Aim
Write out, exactly as they appear, only the lines running from the line with "the white riding" to the final line of the listing; include both.

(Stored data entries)
|---|
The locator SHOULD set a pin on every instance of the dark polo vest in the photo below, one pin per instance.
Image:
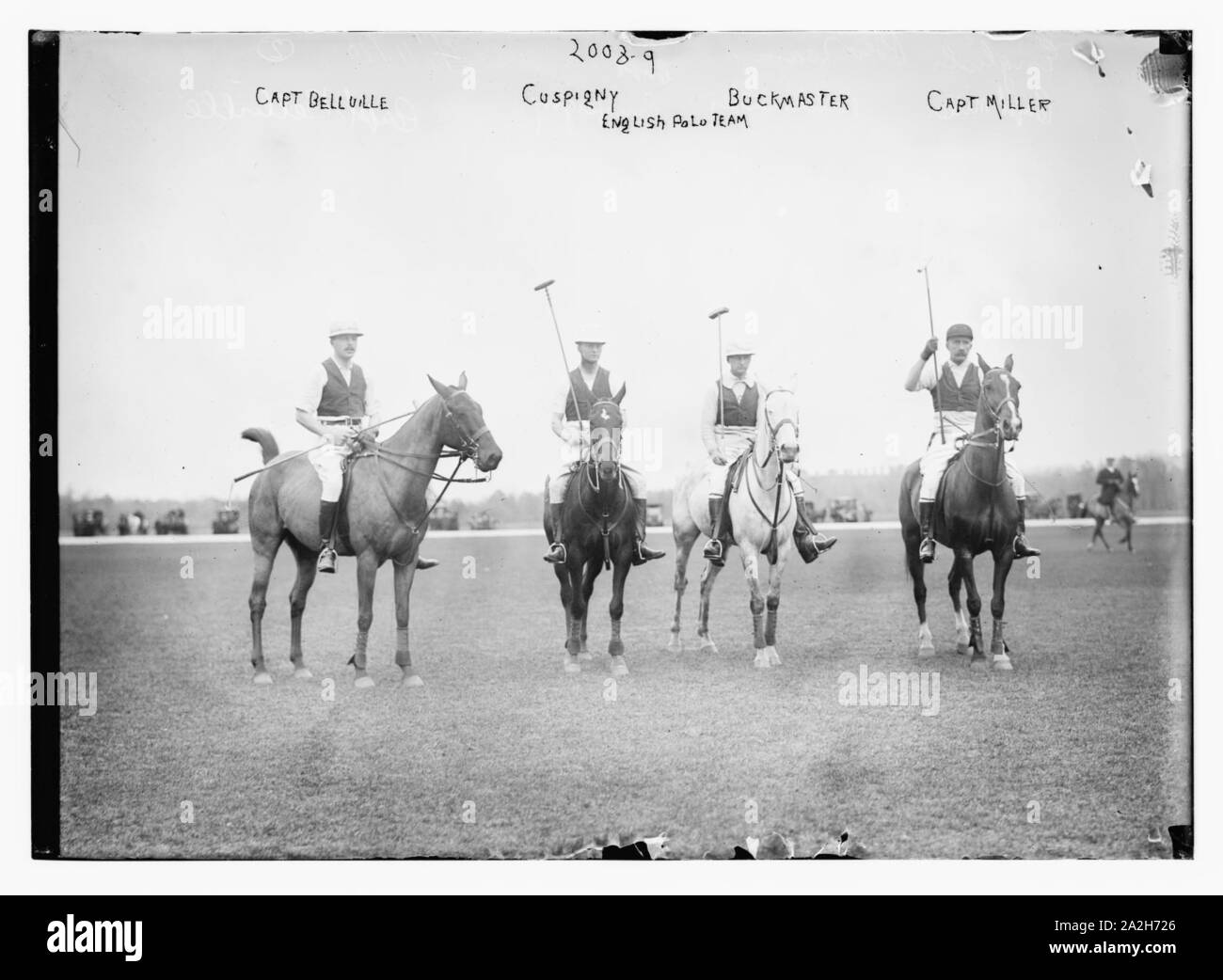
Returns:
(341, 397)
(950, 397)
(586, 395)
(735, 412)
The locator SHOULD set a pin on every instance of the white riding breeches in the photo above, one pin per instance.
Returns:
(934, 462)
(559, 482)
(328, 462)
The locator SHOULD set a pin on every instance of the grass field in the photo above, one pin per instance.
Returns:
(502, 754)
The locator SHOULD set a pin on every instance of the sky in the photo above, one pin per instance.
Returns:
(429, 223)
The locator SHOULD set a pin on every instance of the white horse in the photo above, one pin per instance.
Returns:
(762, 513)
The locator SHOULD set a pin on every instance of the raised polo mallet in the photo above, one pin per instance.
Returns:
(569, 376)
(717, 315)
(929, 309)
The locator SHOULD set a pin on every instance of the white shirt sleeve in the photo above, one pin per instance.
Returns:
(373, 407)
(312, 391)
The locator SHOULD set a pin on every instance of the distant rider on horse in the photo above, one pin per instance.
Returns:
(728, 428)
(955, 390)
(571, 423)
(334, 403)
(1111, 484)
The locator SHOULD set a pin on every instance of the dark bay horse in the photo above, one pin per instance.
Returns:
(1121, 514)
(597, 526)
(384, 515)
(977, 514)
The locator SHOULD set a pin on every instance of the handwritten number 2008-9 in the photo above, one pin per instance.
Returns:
|---|
Final answer
The locator SHOULD set a pin on every instance of the white riding breeches in the photo above, one pin per instance.
Returns:
(934, 462)
(559, 482)
(328, 462)
The locator SHOULD set a pin on every instance of the grass field in the photo above, one pin per instance.
Returns:
(502, 754)
The locator SHOULD set a pin on every instance of the sky in the photo above, one pin per instance.
Returns:
(429, 223)
The locator SHOULD set a pin on every instance of the white horse in the photo above, one pin per instance.
Returns:
(762, 513)
The locator SHOULD set a pin on every instance of the raised polo mallet in the photo above, one pin per instance.
Returns:
(569, 376)
(717, 315)
(929, 309)
The locator SHOULD set a pin on every instance of the white shirt sleeve in the photo above, one pin per instance.
Returns:
(373, 407)
(312, 391)
The locator SHOULD set a pin on every instance of the distant rider on horse in the photo above, one pin per instance.
Returns:
(728, 428)
(955, 390)
(571, 423)
(334, 403)
(1111, 484)
The locator SHOULD set a pin on every instance of the dark bay horse in the photo above, one pin per instance.
Returns:
(1121, 514)
(597, 526)
(384, 515)
(977, 514)
The locator SHOULD set a pin on every instance of the handwritten number 2008-9 in the photo above, one pin per instance.
Returns:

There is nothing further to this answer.